▸ TASK DATA
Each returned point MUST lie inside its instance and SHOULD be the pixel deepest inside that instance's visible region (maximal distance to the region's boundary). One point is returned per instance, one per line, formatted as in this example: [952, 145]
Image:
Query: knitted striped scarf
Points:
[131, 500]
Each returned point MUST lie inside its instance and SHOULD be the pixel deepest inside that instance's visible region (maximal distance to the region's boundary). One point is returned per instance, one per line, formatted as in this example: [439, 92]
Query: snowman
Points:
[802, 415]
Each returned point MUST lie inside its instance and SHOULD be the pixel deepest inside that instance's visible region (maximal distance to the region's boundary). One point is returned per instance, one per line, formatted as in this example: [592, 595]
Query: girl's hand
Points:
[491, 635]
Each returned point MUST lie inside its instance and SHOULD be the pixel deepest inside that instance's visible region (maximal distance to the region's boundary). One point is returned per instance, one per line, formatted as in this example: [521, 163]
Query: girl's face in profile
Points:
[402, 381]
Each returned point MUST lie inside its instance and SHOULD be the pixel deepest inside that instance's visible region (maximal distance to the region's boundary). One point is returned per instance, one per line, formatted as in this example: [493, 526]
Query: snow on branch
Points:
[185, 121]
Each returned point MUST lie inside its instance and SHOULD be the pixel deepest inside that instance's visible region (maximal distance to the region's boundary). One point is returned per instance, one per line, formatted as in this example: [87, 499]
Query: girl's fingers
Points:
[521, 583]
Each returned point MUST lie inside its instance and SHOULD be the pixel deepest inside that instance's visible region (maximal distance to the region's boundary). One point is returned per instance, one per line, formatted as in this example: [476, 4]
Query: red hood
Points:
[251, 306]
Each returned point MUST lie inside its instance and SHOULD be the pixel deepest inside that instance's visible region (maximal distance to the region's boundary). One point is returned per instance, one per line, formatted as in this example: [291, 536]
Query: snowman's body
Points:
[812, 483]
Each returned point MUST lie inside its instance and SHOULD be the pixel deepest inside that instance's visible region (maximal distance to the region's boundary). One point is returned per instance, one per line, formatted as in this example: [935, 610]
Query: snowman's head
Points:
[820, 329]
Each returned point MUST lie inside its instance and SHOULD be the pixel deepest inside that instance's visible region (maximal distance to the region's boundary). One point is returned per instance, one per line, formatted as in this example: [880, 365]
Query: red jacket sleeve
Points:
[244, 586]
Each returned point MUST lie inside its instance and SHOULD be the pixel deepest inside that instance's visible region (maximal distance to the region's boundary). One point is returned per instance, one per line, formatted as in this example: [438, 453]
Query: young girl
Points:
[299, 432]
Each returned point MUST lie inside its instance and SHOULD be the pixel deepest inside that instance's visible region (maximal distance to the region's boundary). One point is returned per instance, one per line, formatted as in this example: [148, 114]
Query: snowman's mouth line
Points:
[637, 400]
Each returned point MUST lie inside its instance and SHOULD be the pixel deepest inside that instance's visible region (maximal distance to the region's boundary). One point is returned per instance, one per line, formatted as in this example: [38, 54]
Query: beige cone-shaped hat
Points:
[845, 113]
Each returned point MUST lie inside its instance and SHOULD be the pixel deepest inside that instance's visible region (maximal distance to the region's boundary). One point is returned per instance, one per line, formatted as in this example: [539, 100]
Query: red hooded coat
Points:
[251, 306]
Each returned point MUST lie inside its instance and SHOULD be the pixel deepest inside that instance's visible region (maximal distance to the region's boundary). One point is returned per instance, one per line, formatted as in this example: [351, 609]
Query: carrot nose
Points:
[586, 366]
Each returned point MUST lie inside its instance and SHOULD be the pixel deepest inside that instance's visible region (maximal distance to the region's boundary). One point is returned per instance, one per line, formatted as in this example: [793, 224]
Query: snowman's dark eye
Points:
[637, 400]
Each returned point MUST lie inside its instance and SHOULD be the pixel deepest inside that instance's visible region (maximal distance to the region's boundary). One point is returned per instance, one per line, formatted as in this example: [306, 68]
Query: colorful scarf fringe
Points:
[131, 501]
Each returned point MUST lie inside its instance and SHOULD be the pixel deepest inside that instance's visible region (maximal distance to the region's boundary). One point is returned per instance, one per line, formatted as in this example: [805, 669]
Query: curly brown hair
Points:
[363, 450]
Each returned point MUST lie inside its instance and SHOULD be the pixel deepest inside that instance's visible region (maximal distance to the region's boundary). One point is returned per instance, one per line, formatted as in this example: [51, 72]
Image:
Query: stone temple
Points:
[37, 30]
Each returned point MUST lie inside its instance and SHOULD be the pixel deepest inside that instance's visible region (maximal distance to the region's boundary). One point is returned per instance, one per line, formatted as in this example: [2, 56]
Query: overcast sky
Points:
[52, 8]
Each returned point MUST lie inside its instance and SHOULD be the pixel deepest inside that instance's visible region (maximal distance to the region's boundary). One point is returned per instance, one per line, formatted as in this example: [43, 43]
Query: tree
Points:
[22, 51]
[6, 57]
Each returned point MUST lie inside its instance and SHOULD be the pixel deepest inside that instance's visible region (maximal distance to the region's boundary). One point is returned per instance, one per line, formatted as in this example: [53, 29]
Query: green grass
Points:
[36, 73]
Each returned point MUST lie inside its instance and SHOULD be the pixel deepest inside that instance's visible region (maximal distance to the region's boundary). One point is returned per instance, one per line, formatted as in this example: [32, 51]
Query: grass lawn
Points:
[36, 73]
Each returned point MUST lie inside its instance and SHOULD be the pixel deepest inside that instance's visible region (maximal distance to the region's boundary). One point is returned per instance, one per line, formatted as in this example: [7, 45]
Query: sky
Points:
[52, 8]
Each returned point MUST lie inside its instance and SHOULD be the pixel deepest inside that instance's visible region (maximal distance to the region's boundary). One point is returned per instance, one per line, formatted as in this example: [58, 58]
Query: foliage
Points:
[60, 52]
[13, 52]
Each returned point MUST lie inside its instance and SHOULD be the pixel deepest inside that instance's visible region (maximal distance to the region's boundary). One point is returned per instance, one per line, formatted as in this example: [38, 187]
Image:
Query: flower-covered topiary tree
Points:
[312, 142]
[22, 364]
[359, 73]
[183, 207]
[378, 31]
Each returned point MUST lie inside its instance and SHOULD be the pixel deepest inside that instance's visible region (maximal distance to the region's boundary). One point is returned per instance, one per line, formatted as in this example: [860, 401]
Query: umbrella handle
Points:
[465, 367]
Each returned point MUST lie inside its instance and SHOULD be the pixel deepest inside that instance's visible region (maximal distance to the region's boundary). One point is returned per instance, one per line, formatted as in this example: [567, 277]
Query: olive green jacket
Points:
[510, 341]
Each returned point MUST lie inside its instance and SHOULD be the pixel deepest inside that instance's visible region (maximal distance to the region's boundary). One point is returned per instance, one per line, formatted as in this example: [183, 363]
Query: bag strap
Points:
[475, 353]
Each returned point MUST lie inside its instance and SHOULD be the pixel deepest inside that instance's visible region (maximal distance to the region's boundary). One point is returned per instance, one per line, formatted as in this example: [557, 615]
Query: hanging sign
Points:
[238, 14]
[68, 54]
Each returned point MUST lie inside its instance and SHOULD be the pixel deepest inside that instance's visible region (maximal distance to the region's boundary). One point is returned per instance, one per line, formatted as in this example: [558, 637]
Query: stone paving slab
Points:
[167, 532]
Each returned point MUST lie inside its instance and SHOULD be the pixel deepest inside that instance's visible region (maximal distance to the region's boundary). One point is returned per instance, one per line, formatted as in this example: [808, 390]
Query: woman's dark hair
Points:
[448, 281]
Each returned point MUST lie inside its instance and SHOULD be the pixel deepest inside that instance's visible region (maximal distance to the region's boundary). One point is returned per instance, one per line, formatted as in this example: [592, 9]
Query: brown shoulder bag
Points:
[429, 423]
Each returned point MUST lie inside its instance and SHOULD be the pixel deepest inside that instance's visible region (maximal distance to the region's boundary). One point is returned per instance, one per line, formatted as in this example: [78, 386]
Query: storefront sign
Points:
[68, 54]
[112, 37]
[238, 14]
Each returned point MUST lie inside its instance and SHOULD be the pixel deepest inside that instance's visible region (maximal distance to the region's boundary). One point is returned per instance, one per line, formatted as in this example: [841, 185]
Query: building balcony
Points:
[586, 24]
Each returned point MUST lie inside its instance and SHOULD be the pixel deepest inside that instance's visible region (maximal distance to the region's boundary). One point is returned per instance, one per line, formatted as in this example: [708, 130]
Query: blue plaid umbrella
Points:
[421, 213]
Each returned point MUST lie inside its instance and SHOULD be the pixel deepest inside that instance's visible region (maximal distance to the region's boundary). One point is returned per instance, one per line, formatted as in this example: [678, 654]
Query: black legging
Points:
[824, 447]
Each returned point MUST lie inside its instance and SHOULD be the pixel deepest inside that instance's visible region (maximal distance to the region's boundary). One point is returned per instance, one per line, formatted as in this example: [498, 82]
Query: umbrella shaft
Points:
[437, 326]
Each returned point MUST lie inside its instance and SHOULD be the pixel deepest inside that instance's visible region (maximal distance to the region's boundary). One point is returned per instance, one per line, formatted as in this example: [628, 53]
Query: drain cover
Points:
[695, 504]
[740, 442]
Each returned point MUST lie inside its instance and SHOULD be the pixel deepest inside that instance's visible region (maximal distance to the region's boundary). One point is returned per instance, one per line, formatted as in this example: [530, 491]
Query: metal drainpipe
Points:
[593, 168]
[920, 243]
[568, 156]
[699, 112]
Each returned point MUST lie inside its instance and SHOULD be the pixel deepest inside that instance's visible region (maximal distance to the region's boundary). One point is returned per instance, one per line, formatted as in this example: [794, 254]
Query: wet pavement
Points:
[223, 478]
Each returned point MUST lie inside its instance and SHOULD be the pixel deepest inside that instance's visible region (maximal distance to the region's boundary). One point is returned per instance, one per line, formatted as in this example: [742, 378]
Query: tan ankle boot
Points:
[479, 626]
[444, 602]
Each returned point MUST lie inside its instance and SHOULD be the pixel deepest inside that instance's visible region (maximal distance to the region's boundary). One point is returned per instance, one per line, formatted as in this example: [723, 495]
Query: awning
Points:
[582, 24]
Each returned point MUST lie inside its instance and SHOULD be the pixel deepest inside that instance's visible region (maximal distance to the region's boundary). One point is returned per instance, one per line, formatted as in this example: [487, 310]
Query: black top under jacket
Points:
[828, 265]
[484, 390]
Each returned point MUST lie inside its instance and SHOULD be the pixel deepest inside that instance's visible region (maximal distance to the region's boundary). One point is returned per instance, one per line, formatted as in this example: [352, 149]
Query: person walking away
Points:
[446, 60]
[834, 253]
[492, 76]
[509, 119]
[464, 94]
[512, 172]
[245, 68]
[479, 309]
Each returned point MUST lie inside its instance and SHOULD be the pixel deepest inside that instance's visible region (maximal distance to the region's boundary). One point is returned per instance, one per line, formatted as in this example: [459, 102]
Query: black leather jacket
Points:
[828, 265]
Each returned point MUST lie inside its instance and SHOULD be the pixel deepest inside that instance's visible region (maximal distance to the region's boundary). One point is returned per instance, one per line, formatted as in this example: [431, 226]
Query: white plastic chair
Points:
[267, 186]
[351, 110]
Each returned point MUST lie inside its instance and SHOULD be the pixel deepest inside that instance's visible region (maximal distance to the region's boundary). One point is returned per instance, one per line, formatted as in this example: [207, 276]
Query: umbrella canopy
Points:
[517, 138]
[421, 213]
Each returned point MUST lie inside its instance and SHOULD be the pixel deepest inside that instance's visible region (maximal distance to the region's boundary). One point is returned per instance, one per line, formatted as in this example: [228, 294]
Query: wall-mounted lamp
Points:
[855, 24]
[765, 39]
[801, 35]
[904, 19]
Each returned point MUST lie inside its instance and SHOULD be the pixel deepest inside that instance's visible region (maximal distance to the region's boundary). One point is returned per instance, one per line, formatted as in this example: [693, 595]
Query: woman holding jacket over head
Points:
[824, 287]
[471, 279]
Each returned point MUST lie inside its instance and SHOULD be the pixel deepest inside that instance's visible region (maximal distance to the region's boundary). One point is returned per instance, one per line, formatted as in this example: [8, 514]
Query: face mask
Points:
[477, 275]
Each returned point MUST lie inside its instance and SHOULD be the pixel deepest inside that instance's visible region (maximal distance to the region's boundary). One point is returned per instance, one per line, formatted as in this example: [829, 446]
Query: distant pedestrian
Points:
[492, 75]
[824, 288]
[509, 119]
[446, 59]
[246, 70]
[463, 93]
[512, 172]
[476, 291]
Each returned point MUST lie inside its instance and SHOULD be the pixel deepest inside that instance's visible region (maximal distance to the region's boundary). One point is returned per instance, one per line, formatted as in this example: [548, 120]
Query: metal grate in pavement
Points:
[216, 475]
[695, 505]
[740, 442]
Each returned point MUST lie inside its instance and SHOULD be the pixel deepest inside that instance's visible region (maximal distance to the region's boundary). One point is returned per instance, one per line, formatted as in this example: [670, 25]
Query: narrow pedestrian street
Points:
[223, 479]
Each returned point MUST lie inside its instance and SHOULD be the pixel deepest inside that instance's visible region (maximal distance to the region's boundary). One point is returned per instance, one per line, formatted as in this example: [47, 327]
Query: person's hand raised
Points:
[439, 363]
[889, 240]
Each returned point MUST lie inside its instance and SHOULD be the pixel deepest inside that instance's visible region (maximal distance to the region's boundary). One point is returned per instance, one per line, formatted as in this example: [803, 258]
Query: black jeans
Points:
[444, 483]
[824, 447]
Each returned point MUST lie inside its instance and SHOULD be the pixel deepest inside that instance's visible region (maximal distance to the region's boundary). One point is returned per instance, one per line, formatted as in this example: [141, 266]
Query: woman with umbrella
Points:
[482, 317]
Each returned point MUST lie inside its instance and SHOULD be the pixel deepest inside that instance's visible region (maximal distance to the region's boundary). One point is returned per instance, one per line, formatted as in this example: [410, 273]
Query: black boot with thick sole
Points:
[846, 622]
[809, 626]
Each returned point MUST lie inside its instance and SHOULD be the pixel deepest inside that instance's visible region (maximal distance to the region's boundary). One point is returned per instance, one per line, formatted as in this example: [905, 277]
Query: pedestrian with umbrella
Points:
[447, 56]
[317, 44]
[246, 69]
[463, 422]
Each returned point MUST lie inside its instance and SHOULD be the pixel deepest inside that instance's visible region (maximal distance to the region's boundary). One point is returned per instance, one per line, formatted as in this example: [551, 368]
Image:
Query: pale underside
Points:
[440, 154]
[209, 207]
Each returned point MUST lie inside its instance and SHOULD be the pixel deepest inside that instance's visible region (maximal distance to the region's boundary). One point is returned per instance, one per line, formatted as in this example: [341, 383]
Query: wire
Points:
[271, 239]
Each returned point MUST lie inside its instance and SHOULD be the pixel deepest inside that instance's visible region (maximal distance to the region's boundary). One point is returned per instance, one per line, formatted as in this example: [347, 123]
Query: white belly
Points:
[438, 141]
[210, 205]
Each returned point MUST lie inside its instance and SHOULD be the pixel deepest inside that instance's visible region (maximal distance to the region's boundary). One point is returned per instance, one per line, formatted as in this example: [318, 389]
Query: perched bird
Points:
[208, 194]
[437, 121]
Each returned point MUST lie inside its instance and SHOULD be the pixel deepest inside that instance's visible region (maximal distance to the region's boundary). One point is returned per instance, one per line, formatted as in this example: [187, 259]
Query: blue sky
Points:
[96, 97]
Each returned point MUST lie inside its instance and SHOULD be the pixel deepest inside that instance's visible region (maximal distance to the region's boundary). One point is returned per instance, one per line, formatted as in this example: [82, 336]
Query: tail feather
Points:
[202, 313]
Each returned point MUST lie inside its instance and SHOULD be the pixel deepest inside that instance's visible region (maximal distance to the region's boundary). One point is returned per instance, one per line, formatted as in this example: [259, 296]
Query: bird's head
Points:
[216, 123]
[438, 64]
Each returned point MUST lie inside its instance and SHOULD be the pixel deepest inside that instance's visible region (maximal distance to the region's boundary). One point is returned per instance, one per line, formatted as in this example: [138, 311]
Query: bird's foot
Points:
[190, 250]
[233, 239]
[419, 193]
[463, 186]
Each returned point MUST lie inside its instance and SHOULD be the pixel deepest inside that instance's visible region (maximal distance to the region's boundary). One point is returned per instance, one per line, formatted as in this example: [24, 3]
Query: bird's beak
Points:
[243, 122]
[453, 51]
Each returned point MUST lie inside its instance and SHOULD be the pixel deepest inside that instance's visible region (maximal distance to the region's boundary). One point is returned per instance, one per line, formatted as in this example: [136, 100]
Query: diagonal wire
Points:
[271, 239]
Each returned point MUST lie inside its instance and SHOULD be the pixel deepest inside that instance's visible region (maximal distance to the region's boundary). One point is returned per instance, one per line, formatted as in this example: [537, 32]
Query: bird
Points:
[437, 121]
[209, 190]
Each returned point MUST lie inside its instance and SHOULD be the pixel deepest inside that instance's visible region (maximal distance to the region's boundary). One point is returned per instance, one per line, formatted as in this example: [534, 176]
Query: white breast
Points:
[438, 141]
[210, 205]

▸ DESCRIPTION OF THE TASK
Every line from the one holding "example: [136, 100]" through the final line of the listing must be echoed exactly; leave out all other lines.

▸ FULL OUTPUT
Each returned point MUST lie inside its instance and SHOULD be the pixel deepest inside that instance's visible region (maximal distance to the region's boundary). One point is returned per instance, one per line, formatted as in this example: [136, 100]
Query: diagonal wire
Points:
[271, 239]
Each returned point MUST lie inside its instance and SHOULD be the pixel deepest inside that instance's visible region (maximal distance to the region's boundary). One point is returned per instance, one per line, formatted as in this example: [537, 32]
Query: bird
Points:
[437, 121]
[209, 190]
Each returned point MUST lie inside its instance and SHOULD be the pixel deepest inside that instance's visible region (maximal distance to the region's boundary). One point is returned per instance, one per line, formatted as in this example: [534, 176]
Query: white breast
Points:
[438, 141]
[210, 205]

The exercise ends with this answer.